Start of Quoted passage

When he was a teenager the German/Swiss philosopher Jean Gebser (1905-1973) experienced something that would stay with him the rest of his life.
It was so significant that it would later inform the work for which he is most known, his magnum opus, The Ever-Present Origin, a monumental history of human consciousness in terms of its different “structures.”
On the face of it, what happened to Gebser was not uncommon; most of us have found ourselves in a similar situation. But Gebser drew a deep insight from a challenge that others may have let pass without too much reflection.
What happened to Gebser? As part of his school requirements, he was forced to jump from a diving board that stretched high above a deep pool. Learning to swim was mandatory at his school and Gebser was obliged to face what was called “free swimming.” This had the student plunge into deep water and do his best to stay afloat for ten minutes unaided. For someone just learning to swim this would no doubt cause some concern. But Gebser had already had more than one close call involving water. When he was a year old, his mother’s carelessness resulted in him almost drowning in the bath. And some years later, as a young boy he slipped and almost plummeted from a steep cliff into a river below. So now, with other boys urging him on, and his teacher waiting, Gebser had to consciously face and literally throw himself into what had earlier traumatised him.
Those few seconds before the young Gebser took what would be the first of many “leaps into the unknown,” crystalised in him what years later would be a guiding insight of his life’s work. “It was then,” he later wrote in an unfinished autobiographical account, “that I lost my fear in the face of uncertainty. A sense of confidence began to mature within me which later determined my entire bearing and attitude toward life, a confidence in the sources of our strength of being, a confidence in their immediate accessibility. This is an inner security that is fully effective only when we are able to do whatever we do not for our own sake…”[1]
Years later this confidence in the face of uncertainty would form the basis of Gebser’s notion of what he called Urvertrauen, “primal trust,” a deep sense of well-being and acceptance of life. This is the counterpart of Urangst, or “primal fear,” the underlying anxiety that characterises most of our attitudes toward the world.
We are familiar with angst. It is that background sense of unease that the philosopher Søren Kierkegaard believed was the underlying condition of humanity, a view of human existence taken up by Martin Heidegger and the existentialists that followed. It isn’t caused by anything in particular, but is a kind of free-floating anxiety, what the philosopher Leszek Kolakowski described as living with “the feeling of an all-encompassing crisis without being able to identify its causes…” By now the term, once unfamiliar, has become part of everyday vernacular and has even become a verb: we can “angst” about some trivial worry or other, and we do, much of the time.

End of Quoted passage

▸ **Task to complete**:
For each statement below, decide whether the passage about Jean Gebser agrees with it and answer yes or no, quoting the words from the passage that settle it. 1. Gebser nearly drowned in the bath when he was a year old. 2. In “free swimming,” a student had to stay afloat unaided for twenty minutes. 3. Gebser gave the name Urangst to his deep sense of well-being and acceptance of life.

Start of Record list

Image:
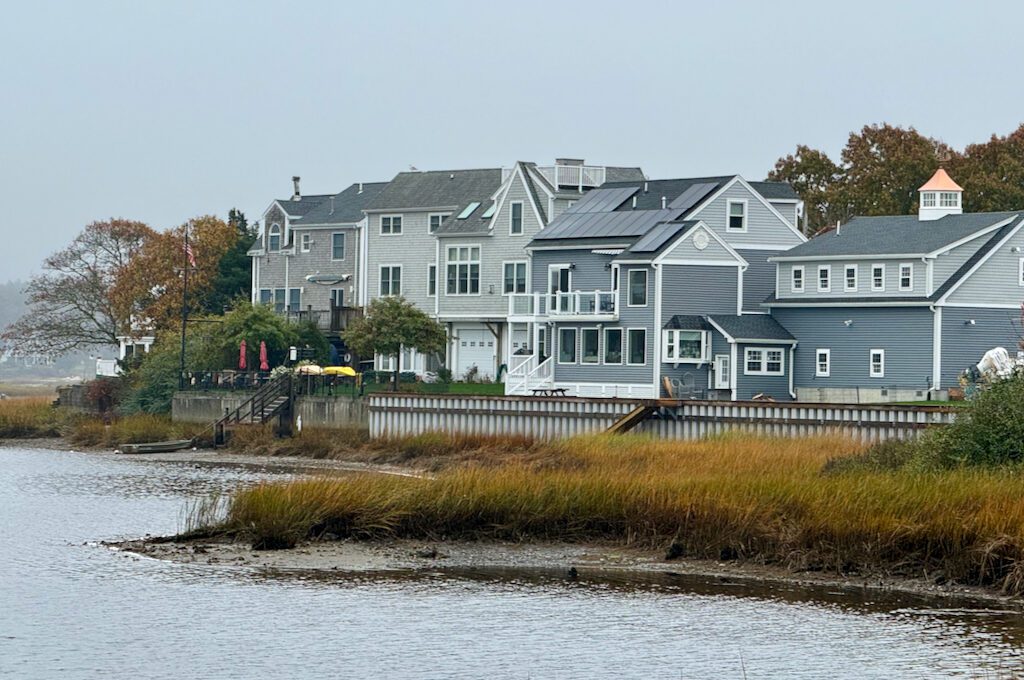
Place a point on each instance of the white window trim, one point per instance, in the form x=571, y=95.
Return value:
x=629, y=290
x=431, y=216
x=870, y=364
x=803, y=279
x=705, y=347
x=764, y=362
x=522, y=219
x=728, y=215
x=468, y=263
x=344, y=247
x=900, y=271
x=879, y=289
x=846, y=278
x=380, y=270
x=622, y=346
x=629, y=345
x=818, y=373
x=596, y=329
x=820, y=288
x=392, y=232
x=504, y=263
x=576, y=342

End of Record list
Start of Record list

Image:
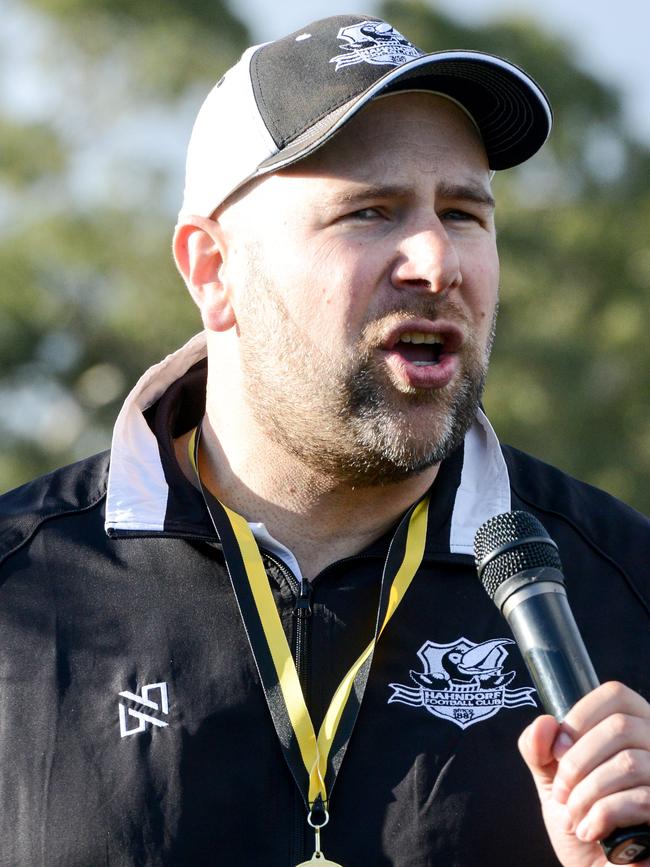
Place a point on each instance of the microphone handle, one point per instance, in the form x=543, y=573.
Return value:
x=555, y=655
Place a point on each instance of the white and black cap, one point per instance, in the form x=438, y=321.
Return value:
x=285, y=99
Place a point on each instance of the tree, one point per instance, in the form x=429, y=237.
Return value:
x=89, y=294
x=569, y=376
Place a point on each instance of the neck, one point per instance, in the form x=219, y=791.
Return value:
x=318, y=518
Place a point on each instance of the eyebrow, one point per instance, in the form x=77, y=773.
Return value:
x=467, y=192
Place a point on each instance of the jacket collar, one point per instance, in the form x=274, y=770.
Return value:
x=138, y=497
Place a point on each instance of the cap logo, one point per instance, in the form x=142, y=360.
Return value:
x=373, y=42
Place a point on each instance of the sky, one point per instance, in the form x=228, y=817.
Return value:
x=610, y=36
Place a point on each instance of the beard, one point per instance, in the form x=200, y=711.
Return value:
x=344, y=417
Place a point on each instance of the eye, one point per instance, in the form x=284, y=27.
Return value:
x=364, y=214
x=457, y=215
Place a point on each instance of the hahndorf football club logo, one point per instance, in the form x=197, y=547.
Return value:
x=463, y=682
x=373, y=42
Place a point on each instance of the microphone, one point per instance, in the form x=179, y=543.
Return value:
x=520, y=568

End of Record list

▸ **Solution below**:
1. Yes: "When he was a year old, his mother’s carelessness resulted in him almost drowning in the bath."
2. No: "do his best to stay afloat for ten minutes unaided."
3. No: "what he called Urvertrauen, “primal trust,” a deep sense of well-being and acceptance of life."